• INSTRUCTIONS FOR THE TASK
Everything from the line containing "Query: operator cab" through the last line of the records must be returned verbatim, and nothing outside that range.

• MATERIALS PROVIDED
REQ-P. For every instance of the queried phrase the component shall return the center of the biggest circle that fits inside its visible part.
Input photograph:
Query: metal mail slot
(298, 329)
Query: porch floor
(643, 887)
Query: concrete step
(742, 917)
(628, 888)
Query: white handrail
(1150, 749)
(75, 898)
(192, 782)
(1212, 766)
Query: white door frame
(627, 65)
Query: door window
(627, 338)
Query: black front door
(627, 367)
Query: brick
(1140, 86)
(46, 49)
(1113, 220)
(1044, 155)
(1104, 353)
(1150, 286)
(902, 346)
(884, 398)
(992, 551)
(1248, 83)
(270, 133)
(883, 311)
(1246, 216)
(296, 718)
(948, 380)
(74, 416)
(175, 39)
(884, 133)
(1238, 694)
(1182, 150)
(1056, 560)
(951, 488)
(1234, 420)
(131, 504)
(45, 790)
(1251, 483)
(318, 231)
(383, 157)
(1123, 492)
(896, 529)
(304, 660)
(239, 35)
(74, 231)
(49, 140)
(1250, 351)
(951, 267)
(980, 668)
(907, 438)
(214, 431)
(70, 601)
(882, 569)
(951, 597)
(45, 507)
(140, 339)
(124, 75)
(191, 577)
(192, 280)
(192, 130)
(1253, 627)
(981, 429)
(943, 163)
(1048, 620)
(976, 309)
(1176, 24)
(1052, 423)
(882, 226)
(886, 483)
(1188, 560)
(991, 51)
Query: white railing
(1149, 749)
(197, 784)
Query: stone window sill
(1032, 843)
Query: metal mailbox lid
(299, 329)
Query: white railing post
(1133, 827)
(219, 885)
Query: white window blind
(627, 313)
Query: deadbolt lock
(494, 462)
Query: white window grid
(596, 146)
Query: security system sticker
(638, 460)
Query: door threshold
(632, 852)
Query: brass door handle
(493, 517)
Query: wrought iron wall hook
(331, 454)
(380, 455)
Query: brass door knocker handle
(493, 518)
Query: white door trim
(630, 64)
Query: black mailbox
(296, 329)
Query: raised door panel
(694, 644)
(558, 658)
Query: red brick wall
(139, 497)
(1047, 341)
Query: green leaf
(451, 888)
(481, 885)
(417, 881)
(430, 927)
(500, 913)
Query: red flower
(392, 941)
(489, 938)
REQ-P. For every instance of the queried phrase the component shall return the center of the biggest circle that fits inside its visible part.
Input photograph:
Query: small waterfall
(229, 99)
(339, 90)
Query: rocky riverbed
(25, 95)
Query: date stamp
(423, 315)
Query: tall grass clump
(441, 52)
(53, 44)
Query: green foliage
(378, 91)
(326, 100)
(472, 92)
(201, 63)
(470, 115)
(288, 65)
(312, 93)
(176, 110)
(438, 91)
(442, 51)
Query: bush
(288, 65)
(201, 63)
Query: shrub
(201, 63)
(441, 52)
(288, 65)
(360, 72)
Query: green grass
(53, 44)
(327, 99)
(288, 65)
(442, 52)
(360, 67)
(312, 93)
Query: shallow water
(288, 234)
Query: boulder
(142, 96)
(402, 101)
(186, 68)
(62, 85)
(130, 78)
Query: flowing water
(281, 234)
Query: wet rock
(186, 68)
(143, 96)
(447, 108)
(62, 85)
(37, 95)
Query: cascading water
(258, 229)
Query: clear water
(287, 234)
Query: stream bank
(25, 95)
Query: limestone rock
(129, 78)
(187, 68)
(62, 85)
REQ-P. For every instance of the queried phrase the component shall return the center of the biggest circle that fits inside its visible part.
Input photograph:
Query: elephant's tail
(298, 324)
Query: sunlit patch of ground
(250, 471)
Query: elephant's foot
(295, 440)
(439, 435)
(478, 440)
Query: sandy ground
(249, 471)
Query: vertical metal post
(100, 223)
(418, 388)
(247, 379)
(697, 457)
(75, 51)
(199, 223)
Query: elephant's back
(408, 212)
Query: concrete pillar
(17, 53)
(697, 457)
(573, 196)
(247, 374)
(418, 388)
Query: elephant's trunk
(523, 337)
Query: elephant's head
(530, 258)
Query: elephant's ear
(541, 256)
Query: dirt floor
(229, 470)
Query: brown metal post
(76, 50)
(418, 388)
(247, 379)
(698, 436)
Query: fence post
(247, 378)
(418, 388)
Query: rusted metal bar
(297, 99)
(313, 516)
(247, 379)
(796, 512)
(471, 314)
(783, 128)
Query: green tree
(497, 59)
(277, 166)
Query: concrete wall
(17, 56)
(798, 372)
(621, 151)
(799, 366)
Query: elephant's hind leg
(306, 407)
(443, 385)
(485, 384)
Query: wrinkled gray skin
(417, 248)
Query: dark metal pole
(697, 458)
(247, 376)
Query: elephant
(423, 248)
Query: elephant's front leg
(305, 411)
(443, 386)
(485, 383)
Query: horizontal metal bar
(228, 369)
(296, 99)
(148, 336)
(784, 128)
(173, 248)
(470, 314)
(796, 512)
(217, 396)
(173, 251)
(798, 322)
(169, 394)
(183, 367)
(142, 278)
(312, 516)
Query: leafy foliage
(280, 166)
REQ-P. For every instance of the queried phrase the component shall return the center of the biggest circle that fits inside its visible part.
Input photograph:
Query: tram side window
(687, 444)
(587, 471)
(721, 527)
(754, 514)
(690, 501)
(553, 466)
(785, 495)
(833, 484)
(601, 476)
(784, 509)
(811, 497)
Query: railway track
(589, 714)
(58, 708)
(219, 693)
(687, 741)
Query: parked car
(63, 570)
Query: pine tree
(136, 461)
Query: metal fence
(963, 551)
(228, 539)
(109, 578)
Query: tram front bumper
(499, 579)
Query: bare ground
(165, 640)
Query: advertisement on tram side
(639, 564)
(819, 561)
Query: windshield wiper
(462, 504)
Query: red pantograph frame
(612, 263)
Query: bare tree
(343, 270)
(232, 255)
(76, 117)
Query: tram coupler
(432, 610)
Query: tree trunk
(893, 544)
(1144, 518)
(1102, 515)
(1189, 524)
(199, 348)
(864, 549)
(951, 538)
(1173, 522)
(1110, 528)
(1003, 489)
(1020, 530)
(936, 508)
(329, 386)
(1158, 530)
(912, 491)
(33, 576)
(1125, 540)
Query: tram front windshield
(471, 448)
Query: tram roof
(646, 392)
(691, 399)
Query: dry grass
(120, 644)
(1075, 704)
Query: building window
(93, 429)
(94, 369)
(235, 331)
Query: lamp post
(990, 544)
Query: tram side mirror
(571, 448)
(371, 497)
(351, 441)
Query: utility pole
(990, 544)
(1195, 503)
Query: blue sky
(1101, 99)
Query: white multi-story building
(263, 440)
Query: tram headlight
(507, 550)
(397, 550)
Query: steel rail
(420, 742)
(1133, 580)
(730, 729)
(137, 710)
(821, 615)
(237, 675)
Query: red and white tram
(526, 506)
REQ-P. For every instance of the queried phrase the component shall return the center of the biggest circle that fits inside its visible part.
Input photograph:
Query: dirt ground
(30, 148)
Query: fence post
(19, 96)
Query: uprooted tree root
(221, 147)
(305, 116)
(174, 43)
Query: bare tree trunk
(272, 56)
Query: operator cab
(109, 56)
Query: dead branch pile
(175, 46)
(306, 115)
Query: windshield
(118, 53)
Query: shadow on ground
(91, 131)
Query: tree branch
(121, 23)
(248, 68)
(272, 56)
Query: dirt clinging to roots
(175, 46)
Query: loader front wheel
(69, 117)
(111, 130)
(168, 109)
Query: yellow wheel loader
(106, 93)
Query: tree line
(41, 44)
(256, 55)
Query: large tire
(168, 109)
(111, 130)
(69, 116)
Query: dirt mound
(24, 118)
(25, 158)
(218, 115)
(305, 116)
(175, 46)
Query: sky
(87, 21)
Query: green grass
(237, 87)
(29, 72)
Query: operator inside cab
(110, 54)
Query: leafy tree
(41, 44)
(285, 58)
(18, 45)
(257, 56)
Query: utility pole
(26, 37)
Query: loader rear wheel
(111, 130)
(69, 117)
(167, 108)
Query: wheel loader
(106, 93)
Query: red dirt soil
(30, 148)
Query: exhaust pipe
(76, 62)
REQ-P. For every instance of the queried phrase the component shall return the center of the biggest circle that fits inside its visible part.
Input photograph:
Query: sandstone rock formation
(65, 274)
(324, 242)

• REPLY
Query: operator cab
(109, 56)
Query: dead branch pile
(175, 46)
(306, 115)
Query: windshield
(118, 53)
Query: shadow on ground
(91, 131)
Query: tree branch
(121, 23)
(248, 68)
(272, 56)
Query: dirt clinging to roots
(175, 46)
Query: loader front wheel
(69, 117)
(111, 130)
(168, 109)
Query: yellow wheel loader
(106, 93)
Query: tree line
(41, 44)
(256, 55)
Query: large tire
(168, 109)
(111, 130)
(69, 116)
Query: dirt mound
(24, 118)
(25, 158)
(218, 115)
(305, 116)
(175, 46)
Query: sky
(87, 21)
Query: green grass
(237, 87)
(29, 72)
Query: operator inside cab
(110, 54)
Query: leafy tree
(41, 44)
(285, 58)
(18, 45)
(257, 56)
Query: utility pole
(26, 37)
Query: loader rear wheel
(111, 130)
(69, 117)
(167, 108)
Query: wheel loader
(106, 93)
Query: red dirt soil
(30, 148)
Query: exhaust pipe
(76, 62)
REQ-P. For every instance of the queried phrase the component shall return the center of the biggest circle that fits inside its visible part.
Input photograph:
Query: sandstone rock formation
(65, 274)
(324, 242)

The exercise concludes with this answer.